* **EXERCISE BRIEF**: Please reproduce the listing in its entirety, exactly as written, but without images.

* **INFORMATION**:
*** Block opens ***

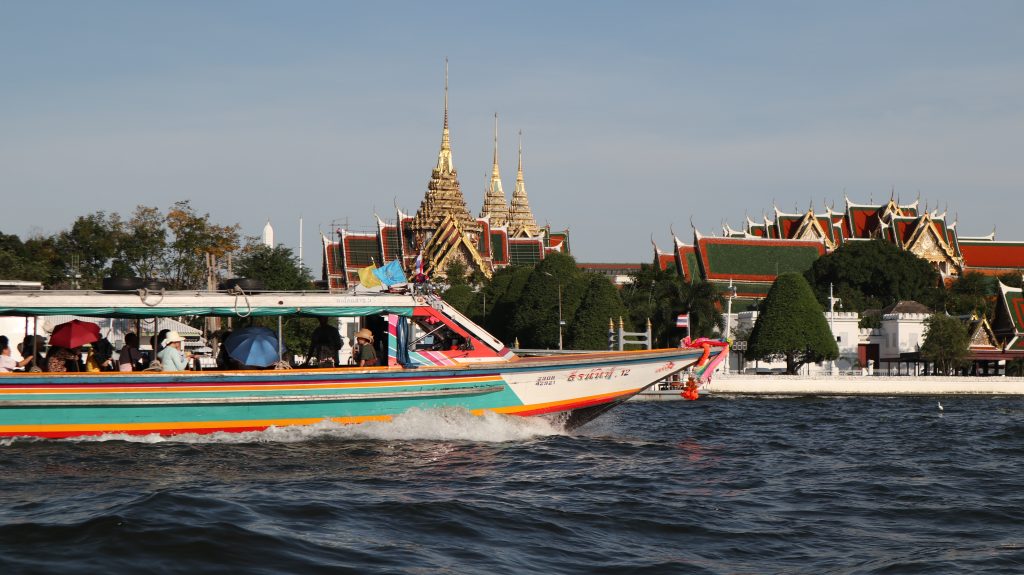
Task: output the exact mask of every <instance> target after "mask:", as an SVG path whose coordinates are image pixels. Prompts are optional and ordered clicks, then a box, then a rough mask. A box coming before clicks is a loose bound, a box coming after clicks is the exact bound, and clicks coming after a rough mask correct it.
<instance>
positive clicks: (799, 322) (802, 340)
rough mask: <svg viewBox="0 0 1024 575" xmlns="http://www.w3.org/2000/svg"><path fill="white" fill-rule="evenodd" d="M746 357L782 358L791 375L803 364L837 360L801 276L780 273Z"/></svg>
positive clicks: (795, 371) (749, 345)
mask: <svg viewBox="0 0 1024 575" xmlns="http://www.w3.org/2000/svg"><path fill="white" fill-rule="evenodd" d="M746 356H748V357H749V358H751V359H764V360H769V361H774V360H777V359H785V371H786V373H791V374H796V373H797V371H798V369H800V367H801V366H802V365H804V364H806V363H818V362H820V361H824V360H827V359H836V358H838V357H839V346H838V345H836V340H835V339H834V338H833V336H831V331H830V330H829V329H828V322H827V321H825V316H824V313H822V309H821V305H820V304H819V303H818V302H817V301H816V300H815V299H814V293H813V292H812V291H811V286H810V285H809V284H808V283H807V280H806V279H804V277H803V276H802V275H800V274H797V273H783V274H781V275H779V276H778V277H777V278H776V279H775V282H774V283H773V284H772V286H771V290H769V291H768V297H767V298H766V299H765V301H764V305H763V308H762V311H761V312H760V313H759V314H758V320H757V322H756V323H755V324H754V330H753V331H752V333H751V337H750V340H749V341H748V349H746Z"/></svg>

*** Block closes ***

* **TASK ANSWER**:
Task: output the exact mask of every <instance> target after "mask:", as an SVG path whose coordinates are image pixels. Prompts are optional and ordered clicks, then a box, then a rough mask. A box coming before clicks is a loose bound, a box coming after clicks is the exact bound, and clicks coming after a rough mask correct it.
<instance>
positive clicks: (799, 322) (802, 340)
rough mask: <svg viewBox="0 0 1024 575" xmlns="http://www.w3.org/2000/svg"><path fill="white" fill-rule="evenodd" d="M746 357L782 358L791 375L803 364L837 360L801 276L780 273Z"/></svg>
positive clicks: (795, 371) (749, 345)
mask: <svg viewBox="0 0 1024 575" xmlns="http://www.w3.org/2000/svg"><path fill="white" fill-rule="evenodd" d="M746 356H748V357H749V358H751V359H764V360H769V361H774V360H777V359H785V371H786V373H791V374H796V373H797V371H798V369H800V367H801V366H802V365H804V364H806V363H818V362H820V361H824V360H827V359H836V358H838V357H839V346H838V345H836V340H835V339H834V338H833V336H831V331H830V330H829V329H828V322H827V321H825V316H824V313H822V309H821V305H820V304H819V303H818V302H817V301H816V300H815V299H814V293H813V292H812V291H811V286H810V285H809V284H808V283H807V280H806V279H804V277H803V276H802V275H800V274H797V273H783V274H781V275H779V276H778V277H777V278H776V279H775V282H774V283H773V284H772V286H771V290H769V291H768V297H767V298H766V299H765V301H764V305H763V308H762V311H761V312H760V313H759V314H758V320H757V322H756V323H755V324H754V330H753V331H752V333H751V337H750V340H749V341H748V349H746Z"/></svg>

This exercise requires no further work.